Instructions to follow:
Beginning with the line that holds "Here's a dare: find gray ash", set down each line of the data below through the very last, exactly as given, and nothing beyond that.

Collected data entries:
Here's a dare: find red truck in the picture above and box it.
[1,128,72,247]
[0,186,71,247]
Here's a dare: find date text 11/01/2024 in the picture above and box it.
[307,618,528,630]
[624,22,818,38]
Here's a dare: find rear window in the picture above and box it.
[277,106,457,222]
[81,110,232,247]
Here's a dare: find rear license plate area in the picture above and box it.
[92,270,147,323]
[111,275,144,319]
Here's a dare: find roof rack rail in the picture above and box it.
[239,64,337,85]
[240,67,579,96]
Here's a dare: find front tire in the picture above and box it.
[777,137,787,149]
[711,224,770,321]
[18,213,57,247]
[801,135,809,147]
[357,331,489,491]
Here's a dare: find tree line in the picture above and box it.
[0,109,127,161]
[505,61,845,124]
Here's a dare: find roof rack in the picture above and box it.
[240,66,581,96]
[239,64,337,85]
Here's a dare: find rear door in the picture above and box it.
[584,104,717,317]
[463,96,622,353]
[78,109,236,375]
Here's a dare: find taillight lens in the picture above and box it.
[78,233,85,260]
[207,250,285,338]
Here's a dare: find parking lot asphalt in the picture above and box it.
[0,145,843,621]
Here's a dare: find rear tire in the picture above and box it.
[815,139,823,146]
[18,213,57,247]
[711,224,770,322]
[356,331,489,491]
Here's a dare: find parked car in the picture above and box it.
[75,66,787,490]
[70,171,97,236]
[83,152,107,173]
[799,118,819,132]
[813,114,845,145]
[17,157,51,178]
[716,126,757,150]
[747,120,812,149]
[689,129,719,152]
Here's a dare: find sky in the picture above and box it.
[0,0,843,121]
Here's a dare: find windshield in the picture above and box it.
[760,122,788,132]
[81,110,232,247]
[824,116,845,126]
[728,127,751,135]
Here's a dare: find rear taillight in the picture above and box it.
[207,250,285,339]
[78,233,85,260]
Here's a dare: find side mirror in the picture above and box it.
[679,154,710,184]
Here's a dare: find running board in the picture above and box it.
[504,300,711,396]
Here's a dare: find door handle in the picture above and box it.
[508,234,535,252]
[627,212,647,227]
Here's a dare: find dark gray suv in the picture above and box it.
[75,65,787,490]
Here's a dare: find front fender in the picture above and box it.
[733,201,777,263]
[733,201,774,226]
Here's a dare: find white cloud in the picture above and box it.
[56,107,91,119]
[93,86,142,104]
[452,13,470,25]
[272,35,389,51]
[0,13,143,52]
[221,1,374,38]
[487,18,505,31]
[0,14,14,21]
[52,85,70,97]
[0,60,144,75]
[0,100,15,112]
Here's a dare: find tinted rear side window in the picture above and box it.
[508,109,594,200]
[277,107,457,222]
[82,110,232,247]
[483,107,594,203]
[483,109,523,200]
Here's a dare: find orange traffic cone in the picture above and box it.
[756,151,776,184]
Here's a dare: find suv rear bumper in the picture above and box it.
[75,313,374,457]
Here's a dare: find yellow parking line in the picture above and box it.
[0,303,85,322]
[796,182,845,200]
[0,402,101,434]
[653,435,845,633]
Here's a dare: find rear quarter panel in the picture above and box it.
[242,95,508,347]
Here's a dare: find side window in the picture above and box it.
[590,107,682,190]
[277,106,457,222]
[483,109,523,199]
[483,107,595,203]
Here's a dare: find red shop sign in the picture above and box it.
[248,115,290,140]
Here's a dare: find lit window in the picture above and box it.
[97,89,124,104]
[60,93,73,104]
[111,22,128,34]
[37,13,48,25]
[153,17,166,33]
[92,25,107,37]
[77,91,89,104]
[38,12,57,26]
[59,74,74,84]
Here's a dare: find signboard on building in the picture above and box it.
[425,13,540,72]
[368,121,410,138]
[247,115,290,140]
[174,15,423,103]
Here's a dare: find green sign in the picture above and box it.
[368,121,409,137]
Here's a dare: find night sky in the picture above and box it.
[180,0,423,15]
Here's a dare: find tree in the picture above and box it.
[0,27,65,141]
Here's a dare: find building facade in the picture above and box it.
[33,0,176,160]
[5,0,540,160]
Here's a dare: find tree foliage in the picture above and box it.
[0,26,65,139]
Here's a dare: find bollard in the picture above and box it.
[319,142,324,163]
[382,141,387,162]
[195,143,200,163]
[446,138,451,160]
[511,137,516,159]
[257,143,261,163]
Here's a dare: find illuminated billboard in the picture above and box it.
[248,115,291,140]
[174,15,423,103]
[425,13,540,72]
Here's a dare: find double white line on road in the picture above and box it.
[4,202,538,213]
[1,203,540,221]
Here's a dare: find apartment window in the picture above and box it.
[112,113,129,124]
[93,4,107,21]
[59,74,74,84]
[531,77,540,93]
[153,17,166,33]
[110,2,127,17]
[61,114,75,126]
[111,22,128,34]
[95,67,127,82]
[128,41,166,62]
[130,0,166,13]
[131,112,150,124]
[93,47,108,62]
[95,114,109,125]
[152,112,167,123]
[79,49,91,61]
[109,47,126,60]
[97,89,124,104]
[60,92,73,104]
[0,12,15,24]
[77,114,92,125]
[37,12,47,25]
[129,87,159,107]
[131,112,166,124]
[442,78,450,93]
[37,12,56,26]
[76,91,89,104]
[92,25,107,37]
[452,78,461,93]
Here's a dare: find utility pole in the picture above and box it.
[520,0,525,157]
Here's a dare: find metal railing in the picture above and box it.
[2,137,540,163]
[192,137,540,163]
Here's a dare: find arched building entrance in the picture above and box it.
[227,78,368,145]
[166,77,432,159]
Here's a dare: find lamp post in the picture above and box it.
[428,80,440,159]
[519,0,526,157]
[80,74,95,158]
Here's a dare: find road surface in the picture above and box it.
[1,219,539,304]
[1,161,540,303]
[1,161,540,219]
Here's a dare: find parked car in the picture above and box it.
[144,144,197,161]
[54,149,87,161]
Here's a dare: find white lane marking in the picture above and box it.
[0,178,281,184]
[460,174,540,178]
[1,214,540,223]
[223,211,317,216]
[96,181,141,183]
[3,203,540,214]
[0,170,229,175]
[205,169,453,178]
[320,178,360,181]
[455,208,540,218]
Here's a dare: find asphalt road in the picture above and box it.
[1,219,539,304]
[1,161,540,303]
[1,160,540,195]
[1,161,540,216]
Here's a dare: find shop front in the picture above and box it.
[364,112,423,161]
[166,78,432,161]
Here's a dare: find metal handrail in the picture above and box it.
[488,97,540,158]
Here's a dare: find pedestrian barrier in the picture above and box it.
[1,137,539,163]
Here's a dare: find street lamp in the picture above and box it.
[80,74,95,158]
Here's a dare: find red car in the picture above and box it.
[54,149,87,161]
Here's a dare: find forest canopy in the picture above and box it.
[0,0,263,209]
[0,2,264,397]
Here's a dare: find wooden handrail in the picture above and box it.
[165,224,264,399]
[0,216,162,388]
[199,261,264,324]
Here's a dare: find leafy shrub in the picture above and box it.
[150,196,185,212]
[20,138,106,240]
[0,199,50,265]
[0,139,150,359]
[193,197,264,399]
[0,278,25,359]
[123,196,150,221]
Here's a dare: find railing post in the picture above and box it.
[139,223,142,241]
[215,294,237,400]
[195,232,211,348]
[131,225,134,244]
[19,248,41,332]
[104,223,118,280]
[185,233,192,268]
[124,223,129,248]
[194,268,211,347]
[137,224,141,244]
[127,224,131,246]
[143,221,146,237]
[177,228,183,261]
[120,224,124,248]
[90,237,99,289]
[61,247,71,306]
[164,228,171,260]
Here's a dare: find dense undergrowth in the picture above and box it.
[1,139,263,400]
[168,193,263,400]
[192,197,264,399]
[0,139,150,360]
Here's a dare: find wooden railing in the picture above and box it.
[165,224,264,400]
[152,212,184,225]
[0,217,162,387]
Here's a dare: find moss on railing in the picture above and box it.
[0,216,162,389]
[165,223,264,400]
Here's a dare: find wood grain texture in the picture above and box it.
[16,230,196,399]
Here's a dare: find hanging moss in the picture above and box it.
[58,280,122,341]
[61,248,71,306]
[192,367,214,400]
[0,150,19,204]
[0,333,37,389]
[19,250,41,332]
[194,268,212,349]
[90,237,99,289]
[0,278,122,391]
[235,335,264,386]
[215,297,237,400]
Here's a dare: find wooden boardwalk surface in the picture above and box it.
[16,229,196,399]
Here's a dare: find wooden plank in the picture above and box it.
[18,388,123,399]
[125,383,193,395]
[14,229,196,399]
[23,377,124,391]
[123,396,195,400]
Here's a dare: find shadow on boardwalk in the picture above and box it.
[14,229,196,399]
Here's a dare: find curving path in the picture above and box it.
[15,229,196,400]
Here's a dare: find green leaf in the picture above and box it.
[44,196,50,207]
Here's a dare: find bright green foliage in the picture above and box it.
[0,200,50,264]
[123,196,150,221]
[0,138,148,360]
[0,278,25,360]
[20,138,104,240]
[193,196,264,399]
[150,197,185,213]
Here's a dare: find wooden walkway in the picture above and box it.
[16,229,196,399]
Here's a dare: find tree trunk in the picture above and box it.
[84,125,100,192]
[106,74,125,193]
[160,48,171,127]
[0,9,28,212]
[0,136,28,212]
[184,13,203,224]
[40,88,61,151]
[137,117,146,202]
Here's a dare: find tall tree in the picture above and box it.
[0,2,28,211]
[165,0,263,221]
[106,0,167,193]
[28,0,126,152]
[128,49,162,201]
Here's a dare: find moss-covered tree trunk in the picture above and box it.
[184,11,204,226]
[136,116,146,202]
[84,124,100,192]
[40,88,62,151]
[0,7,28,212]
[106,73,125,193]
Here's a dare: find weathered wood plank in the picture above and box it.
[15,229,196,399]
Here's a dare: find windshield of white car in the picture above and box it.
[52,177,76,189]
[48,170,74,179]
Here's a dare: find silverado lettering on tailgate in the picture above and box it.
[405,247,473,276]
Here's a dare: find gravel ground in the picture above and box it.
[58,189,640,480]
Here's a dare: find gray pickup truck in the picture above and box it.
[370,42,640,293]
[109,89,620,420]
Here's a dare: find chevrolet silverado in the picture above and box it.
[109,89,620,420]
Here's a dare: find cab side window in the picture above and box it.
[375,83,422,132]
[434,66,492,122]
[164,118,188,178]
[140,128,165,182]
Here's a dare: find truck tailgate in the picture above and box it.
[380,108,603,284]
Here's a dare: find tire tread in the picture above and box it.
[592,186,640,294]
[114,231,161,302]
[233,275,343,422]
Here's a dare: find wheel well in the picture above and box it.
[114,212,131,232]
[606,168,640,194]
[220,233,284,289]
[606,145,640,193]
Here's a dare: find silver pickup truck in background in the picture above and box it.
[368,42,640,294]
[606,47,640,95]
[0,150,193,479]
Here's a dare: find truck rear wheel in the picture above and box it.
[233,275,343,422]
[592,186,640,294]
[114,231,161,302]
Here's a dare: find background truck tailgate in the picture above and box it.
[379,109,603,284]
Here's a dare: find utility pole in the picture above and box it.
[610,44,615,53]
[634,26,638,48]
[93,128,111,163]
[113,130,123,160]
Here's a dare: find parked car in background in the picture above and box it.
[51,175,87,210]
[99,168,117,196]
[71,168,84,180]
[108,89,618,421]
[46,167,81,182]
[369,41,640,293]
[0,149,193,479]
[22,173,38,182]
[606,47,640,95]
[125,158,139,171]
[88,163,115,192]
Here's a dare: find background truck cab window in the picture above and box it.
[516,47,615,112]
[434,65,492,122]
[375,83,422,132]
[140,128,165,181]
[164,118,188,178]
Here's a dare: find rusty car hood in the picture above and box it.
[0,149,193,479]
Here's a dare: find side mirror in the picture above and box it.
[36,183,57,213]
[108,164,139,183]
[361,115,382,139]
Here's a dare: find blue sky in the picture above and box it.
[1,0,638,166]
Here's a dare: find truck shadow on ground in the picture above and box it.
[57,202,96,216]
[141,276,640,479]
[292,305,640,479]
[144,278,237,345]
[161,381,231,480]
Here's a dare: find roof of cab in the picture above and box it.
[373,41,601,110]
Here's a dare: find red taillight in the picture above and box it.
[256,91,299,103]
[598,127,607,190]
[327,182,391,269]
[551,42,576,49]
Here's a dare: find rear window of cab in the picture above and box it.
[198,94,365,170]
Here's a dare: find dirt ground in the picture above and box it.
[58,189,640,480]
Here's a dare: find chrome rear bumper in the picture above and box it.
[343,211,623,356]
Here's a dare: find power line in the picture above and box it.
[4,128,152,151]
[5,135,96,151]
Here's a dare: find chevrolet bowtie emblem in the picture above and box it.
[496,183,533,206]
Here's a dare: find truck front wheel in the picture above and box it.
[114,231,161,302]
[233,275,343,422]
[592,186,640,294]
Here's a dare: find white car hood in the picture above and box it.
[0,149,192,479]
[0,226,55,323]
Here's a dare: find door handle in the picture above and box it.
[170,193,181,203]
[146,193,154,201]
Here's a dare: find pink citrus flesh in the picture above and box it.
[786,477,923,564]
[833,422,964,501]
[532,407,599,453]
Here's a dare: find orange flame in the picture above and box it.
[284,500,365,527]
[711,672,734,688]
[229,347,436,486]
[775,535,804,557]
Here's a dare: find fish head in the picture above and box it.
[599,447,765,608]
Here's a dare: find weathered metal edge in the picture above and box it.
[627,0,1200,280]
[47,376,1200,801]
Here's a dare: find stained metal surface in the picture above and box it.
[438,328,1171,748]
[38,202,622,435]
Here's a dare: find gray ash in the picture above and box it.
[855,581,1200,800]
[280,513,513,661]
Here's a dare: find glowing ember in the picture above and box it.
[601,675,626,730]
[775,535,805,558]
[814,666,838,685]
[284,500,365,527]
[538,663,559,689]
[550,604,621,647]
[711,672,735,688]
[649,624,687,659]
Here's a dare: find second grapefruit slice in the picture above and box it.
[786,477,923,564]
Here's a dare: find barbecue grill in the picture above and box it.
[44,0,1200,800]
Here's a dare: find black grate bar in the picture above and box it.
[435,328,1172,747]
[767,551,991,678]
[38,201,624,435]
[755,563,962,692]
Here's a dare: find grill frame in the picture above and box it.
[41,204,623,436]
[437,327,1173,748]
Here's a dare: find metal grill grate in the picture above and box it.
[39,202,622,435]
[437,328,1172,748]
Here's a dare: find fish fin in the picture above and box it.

Reply to the exercise:
Here's a dare: find gray ash in the picture above and box it.
[855,581,1200,800]
[280,513,513,661]
Here's a dare: find glowing ember in the picture above and box it.
[601,675,626,730]
[775,535,805,558]
[814,666,838,685]
[284,500,365,527]
[538,663,559,689]
[550,604,621,647]
[711,672,735,688]
[649,624,687,659]
Here's a dare: find second grapefruit slice in the picture above and box it.
[786,477,923,564]
Here's a dare: find barbecue grill in the picture above and box it.
[44,0,1200,800]
Here's a dare: find black grate bar in the picture above and box it.
[435,328,1172,747]
[767,551,991,678]
[38,201,624,435]
[755,563,962,692]
Here's a dare: find grill frame in the picture above and box it.
[41,204,623,436]
[437,327,1173,748]
Here's a dare: find metal grill grate in the picture above and box it.
[39,202,622,435]
[437,328,1172,748]
Here's a dare: find fish fin in the picture above and box it.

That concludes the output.